## WHAT YOU HAVE TO DO
Please show all lines of the records that include "white".

## Stored data entries

-*-

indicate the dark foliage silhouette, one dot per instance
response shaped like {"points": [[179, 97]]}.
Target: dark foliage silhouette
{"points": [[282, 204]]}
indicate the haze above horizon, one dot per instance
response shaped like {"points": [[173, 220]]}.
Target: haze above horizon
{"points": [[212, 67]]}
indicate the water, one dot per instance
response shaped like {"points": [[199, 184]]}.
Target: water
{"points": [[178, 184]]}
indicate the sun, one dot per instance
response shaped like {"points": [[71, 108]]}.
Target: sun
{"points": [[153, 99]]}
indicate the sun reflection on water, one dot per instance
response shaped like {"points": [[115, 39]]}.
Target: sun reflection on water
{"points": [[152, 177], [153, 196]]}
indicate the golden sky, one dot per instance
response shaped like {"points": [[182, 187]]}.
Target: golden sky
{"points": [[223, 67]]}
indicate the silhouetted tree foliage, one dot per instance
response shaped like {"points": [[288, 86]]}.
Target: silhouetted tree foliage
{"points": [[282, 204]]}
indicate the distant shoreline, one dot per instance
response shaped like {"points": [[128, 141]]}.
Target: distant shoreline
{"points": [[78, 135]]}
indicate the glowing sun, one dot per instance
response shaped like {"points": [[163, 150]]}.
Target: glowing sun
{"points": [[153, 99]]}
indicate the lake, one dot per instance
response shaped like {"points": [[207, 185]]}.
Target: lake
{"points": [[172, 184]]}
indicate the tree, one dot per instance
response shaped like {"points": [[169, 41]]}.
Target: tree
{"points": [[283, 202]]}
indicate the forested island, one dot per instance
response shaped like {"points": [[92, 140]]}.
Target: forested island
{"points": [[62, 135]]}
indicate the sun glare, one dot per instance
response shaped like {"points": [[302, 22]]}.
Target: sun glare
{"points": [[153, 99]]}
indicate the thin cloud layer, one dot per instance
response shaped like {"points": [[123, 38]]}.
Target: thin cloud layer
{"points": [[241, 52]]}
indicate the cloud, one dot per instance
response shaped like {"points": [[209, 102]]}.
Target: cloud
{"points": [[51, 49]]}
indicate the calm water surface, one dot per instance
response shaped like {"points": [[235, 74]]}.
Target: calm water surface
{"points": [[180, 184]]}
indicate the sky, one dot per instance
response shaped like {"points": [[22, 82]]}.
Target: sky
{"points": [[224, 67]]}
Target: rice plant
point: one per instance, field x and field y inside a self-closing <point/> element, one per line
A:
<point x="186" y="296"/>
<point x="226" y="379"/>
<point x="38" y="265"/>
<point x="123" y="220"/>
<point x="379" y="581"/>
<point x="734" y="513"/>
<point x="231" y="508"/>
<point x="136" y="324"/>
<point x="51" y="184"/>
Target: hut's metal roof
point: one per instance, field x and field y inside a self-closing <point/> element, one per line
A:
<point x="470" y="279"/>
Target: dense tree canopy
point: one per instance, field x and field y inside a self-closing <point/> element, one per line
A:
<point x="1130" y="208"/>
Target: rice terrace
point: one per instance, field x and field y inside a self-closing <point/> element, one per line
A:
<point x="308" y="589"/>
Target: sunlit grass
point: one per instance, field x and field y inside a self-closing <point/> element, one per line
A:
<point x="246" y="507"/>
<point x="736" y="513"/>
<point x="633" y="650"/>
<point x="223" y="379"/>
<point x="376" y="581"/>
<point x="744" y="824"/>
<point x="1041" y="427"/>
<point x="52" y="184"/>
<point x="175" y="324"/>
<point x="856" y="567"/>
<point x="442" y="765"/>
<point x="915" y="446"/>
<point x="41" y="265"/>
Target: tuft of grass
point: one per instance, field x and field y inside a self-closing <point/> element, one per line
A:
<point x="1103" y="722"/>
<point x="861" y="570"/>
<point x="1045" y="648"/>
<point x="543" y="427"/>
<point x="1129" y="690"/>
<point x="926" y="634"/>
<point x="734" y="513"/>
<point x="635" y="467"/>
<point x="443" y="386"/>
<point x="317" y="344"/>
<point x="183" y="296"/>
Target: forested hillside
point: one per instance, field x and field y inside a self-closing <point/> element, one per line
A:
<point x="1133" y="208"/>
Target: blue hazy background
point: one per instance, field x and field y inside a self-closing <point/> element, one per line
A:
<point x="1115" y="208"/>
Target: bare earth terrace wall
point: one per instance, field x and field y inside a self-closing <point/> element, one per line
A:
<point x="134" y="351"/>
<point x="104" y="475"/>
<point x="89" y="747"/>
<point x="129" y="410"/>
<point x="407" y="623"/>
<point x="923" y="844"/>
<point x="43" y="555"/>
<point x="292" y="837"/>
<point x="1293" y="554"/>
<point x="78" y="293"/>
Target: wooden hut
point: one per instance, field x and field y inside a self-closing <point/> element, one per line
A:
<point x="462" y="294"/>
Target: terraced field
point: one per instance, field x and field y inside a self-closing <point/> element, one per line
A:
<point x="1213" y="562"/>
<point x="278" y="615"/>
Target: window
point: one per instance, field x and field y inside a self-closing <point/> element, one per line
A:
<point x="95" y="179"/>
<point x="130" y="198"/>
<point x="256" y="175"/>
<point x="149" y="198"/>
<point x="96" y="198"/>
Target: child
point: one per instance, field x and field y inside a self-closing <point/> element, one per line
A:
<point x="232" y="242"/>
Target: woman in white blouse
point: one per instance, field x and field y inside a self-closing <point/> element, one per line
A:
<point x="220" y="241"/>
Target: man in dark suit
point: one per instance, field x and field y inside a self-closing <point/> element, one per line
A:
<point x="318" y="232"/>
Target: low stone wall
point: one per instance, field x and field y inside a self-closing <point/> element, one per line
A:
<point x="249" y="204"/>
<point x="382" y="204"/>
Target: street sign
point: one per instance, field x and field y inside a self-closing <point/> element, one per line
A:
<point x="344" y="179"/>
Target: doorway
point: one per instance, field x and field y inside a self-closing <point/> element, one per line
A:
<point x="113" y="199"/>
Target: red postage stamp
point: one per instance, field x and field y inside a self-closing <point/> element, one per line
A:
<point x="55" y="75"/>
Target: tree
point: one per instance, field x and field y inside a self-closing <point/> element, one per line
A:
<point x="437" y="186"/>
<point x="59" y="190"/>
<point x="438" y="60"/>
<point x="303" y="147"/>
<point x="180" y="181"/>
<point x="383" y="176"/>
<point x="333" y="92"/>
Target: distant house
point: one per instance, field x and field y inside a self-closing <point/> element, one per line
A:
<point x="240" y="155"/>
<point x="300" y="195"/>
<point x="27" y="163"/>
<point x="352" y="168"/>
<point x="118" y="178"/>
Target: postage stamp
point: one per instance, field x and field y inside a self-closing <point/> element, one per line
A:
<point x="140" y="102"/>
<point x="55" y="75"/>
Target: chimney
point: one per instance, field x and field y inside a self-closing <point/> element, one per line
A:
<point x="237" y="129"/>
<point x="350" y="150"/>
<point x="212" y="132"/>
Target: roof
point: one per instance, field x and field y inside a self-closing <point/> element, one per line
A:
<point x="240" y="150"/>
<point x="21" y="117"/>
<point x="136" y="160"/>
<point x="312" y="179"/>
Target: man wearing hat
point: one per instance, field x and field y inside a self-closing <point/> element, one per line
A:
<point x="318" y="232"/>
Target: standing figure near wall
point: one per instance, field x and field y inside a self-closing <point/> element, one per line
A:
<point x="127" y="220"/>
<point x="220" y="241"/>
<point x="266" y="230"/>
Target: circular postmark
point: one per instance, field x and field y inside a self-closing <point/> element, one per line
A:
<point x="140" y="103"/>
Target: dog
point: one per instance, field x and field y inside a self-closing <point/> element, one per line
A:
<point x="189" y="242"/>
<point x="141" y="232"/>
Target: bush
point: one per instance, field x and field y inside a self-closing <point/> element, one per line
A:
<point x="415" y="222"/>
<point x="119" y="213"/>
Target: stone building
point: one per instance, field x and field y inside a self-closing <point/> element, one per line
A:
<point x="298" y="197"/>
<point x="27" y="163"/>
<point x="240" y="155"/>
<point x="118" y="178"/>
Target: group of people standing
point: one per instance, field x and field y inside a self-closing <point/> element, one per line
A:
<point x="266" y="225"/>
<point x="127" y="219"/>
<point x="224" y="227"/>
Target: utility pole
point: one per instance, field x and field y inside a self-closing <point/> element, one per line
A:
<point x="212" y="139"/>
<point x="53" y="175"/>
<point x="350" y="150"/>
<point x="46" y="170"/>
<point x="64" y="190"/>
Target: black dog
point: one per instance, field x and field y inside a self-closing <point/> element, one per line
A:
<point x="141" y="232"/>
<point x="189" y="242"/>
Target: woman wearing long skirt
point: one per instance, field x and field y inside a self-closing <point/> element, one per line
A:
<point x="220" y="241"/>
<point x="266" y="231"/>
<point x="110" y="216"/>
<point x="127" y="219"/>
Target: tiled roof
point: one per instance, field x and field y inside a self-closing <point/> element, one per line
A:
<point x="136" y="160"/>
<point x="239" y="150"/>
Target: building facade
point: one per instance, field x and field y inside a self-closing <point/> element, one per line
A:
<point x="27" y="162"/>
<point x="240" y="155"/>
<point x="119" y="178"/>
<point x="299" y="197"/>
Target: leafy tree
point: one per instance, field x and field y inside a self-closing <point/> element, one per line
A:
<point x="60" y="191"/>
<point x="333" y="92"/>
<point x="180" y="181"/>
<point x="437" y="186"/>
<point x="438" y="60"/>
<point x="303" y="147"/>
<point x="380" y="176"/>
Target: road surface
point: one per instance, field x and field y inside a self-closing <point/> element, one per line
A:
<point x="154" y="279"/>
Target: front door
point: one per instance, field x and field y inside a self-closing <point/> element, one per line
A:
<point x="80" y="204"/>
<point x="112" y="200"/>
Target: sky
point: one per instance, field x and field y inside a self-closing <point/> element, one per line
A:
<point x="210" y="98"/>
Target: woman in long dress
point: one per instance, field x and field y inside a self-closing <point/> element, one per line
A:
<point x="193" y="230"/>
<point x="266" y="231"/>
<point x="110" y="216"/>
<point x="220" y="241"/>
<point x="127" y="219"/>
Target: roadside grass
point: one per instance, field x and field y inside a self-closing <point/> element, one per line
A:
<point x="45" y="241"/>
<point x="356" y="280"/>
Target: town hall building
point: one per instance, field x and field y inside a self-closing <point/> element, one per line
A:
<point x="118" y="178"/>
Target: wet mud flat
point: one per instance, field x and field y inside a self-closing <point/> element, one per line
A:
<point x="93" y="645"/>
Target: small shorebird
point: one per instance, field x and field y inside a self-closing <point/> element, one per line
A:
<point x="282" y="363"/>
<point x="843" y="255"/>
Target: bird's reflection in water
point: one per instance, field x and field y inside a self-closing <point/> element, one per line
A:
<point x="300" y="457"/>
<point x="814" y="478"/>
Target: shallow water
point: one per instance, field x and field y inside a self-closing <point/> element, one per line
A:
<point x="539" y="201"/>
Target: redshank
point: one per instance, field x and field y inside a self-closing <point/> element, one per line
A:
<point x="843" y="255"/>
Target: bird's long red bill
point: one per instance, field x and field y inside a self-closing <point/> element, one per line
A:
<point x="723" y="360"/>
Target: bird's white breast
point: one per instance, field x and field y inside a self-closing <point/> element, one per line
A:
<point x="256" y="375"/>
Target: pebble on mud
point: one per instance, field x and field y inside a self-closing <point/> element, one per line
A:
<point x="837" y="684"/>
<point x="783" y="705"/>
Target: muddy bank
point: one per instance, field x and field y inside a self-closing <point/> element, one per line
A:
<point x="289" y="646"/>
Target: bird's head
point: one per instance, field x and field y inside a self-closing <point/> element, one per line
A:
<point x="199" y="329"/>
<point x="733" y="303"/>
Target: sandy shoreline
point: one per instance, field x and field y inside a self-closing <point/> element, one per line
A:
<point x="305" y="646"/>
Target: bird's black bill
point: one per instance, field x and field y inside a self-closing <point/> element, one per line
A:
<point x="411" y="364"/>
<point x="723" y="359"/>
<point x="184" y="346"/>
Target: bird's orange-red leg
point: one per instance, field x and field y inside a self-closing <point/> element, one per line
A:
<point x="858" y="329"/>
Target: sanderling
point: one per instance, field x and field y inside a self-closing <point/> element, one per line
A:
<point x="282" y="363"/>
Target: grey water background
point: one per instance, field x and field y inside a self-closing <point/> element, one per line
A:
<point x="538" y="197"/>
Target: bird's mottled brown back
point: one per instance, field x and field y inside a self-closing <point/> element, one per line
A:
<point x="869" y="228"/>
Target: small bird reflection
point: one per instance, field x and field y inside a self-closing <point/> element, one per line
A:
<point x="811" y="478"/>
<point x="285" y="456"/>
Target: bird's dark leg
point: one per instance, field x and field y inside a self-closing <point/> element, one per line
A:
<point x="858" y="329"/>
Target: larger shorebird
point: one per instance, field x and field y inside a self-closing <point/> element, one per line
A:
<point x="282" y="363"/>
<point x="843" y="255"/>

-*-

## EXERCISE ANSWER
Target: woman in white blouse
Target: bird's white breast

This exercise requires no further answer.